(Saved entries)
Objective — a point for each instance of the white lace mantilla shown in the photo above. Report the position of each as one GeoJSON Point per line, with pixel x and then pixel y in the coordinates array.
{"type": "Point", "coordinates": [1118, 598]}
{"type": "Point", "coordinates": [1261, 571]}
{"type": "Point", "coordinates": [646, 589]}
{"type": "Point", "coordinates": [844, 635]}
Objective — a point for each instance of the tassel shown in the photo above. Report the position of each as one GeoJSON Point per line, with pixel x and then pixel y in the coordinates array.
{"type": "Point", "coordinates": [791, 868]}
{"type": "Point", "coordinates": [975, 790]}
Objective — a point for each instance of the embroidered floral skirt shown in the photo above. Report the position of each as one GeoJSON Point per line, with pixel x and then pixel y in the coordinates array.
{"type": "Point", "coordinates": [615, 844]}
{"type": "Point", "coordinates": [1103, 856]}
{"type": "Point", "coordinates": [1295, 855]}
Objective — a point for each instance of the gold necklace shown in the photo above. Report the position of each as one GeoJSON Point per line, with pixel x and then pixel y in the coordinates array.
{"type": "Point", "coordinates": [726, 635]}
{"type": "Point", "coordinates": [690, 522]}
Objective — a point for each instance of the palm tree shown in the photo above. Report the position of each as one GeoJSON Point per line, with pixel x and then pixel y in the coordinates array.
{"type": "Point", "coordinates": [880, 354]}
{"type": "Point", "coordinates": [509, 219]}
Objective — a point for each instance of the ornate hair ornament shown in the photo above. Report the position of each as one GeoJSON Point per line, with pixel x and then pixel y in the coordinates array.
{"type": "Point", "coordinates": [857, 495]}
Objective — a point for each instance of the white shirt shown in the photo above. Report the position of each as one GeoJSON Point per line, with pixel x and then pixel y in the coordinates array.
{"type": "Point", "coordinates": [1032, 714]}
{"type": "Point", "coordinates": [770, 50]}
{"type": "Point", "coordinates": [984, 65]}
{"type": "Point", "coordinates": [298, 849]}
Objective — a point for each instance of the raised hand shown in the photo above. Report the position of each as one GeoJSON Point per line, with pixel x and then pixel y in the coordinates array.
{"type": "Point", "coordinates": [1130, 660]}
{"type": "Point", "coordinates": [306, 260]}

▶ **YOUR INSTRUCTIONS**: Each line of the data has to be written out exactly as it appears.

▶ **ANSWER FOR THE TASK**:
Objective — a point for each instance of the white lace mantilla shown in the photo above. Report the position of each as one GeoJSON Point per line, with pixel x and then pixel y in the coordinates array.
{"type": "Point", "coordinates": [1118, 598]}
{"type": "Point", "coordinates": [1261, 571]}
{"type": "Point", "coordinates": [646, 589]}
{"type": "Point", "coordinates": [844, 635]}
Objective — a point for each instance of the tassel shown in the photo above. Report the position of each as one GeoJSON Point per line, with pixel x and then pixel y in the coordinates array.
{"type": "Point", "coordinates": [791, 868]}
{"type": "Point", "coordinates": [975, 790]}
Objective — a point for each instance of the embroidered floral skirt shown in the photo above. Report the position of each as one GeoJSON Point per line, with pixel x and then pixel y in the coordinates array.
{"type": "Point", "coordinates": [615, 844]}
{"type": "Point", "coordinates": [1103, 856]}
{"type": "Point", "coordinates": [1295, 855]}
Objective — a point for each instance of the gold necklace shown in the photo above. Report the position of each as one GeoJSON Point per line, with pixel x and then pixel y in the coordinates array.
{"type": "Point", "coordinates": [726, 635]}
{"type": "Point", "coordinates": [690, 522]}
Objective — a point for each instance of the palm tree shown in the photo above. Report the position of each as one GeoJSON Point per line, with pixel x and then pixel y in the coordinates array.
{"type": "Point", "coordinates": [880, 354]}
{"type": "Point", "coordinates": [509, 219]}
Objective — a point for each instance of the ornate hair ornament shown in the photo above. Report the position of each as one GeoJSON Point per line, with pixel x and then pixel y in the coordinates array.
{"type": "Point", "coordinates": [857, 495]}
Objective — a point for each instance of the white shirt shown in the photo above. Report the position of each as one GeoJSON Point per line, with pixel x and then pixel y in the coordinates array.
{"type": "Point", "coordinates": [1032, 714]}
{"type": "Point", "coordinates": [770, 50]}
{"type": "Point", "coordinates": [984, 65]}
{"type": "Point", "coordinates": [298, 849]}
Objective — a point for each instance of the raised hand shown in the photo above. Report the position of each as one GeoJSON Point per line, with pixel x and then pixel y in the coordinates array.
{"type": "Point", "coordinates": [1130, 660]}
{"type": "Point", "coordinates": [306, 260]}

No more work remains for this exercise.